[begin SOURCE DATA]
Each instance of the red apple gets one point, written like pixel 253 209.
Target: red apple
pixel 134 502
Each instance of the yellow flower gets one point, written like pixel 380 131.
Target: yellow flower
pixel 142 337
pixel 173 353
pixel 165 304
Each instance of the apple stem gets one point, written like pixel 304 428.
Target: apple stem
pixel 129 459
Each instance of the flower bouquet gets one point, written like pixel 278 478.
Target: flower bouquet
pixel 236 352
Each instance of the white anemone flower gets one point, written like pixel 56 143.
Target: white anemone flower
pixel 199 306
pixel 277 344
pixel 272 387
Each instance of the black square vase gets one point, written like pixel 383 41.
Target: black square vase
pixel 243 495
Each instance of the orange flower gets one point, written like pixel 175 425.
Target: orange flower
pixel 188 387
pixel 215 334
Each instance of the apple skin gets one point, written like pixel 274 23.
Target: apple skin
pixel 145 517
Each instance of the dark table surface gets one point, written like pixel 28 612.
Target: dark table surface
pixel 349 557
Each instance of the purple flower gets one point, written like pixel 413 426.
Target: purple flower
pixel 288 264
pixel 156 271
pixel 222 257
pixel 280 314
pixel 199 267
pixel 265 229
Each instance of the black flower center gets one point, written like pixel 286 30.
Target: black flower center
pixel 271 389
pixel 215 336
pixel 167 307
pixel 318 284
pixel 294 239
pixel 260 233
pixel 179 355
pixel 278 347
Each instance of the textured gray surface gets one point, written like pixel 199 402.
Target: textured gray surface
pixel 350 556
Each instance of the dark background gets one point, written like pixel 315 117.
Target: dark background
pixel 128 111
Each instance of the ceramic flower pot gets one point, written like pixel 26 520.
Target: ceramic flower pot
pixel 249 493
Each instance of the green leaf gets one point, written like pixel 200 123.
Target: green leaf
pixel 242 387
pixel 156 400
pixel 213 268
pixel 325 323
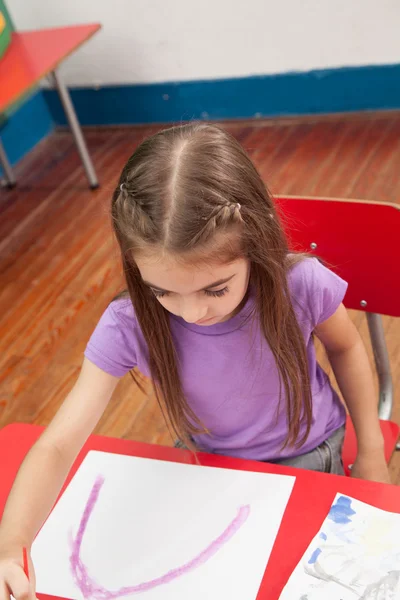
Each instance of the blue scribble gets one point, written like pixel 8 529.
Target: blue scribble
pixel 341 511
pixel 314 556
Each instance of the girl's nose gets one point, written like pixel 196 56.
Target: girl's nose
pixel 192 312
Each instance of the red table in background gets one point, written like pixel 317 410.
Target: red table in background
pixel 308 506
pixel 31 56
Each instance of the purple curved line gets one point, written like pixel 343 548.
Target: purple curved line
pixel 91 589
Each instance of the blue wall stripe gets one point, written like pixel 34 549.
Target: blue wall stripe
pixel 323 91
pixel 26 127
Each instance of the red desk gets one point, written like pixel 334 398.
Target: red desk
pixel 33 55
pixel 309 504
[end SOURCE DATA]
OBJECTIVE – Could you write out the data from the line containing "Each instance of the yellow" through the line containing "pixel 236 352", with nothing changed?

FINAL RESULT –
Each instance of the yellow flower gets one point, written like pixel 380 131.
Target: yellow flower
pixel 142 337
pixel 173 353
pixel 165 304
Each instance of the apple stem gets one point, written like pixel 304 428.
Target: apple stem
pixel 129 459
Each instance of the flower bouquet gets one point, written like pixel 278 478.
Target: flower bouquet
pixel 236 352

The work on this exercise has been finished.